**Tasks to perform:**
(1) According to the report on the Iran nuclear deal, which group did several of the new sanctions target?
(2) Rewrite a stretch of the report on the Iran nuclear deal, starting at the words "KELEMEN: But Dubowitz" and ending after "is under review.", and put "being reconsidered" in place of "under review".

**Text shown:**
━━━━━━━━━━━━━━━━━━━━
Today President Trump once again called the Iran nuclear deal one of the worst deals he's ever seen, yet he met a deadline that's part of the deal to renew sanction waivers on Iran's oil and banking sectors. As NPR's Michele Kelemen reports, Trump paired the move with new sanctions.

MICHELE KELEMEN, BYLINE: One critic of the Iran deal describes it as a waive-and-slap strategy. That is, the Trump administration is continuing to waive the sanctions it has to under the Iran nuclear deal but slapping on new ones, like several today targeting the Iranian Revolutionary Guard Corps. Mark Dubowitz of the Foundation for Defense of Democracies likes the approach.

MARK DUBOWITZ: I think everybody agrees whether you support the deal or not that the Revolutionary Guards are the most dangerous actor both inside Iran with respect to internal repression and outside Iran.

KELEMEN: But Dubowitz expects the Trump administration will go further and look for ways to, in his words, fix the nuclear deal. Secretary of State Rex Tillerson says U.S. policy is under review.
━━━━━━━━━━━━━━━━━━━━
Location identification entries:
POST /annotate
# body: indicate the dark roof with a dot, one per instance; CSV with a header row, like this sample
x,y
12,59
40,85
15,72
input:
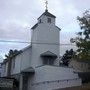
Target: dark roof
x,y
35,26
48,14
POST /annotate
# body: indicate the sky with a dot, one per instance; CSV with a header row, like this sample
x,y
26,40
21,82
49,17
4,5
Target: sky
x,y
18,16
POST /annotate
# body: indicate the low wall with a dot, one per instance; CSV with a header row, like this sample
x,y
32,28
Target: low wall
x,y
51,85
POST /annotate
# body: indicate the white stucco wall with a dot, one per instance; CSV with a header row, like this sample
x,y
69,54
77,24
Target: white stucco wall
x,y
22,61
45,37
52,77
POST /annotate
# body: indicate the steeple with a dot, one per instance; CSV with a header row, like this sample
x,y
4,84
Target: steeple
x,y
46,5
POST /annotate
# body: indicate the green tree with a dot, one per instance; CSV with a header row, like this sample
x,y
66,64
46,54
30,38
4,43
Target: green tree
x,y
83,39
67,56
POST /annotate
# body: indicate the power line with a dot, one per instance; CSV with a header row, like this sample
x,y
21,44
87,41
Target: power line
x,y
7,41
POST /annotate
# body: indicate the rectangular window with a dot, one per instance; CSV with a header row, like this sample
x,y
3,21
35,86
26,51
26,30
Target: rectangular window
x,y
49,20
48,61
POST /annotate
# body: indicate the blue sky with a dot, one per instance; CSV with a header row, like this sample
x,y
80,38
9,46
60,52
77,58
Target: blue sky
x,y
18,16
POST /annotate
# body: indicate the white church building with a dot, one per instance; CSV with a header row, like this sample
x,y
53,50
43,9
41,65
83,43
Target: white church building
x,y
37,67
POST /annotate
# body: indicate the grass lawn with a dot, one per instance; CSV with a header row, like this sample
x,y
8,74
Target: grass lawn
x,y
83,87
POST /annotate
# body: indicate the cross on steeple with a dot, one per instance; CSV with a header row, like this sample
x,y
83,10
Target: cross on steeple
x,y
46,3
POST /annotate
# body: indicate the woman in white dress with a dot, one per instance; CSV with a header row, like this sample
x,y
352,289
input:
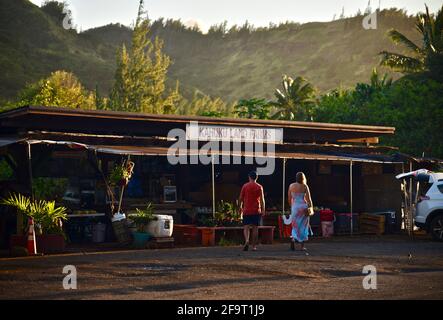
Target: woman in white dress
x,y
299,198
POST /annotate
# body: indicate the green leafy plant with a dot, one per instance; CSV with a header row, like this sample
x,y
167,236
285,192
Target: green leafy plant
x,y
228,214
207,222
49,188
226,242
121,173
48,218
143,217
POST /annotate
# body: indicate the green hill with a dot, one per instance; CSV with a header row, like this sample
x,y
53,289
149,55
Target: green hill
━━━━━━━━━━━━━━━━━━━━
**Answers to the exercises:**
(1) The Iranian Revolutionary Guard Corps.

(2)
KELEMEN: But Dubowitz expects the Trump administration will go further and look for ways to, in his words, fix the nuclear deal. Secretary of State Rex Tillerson says U.S. policy is being reconsidered.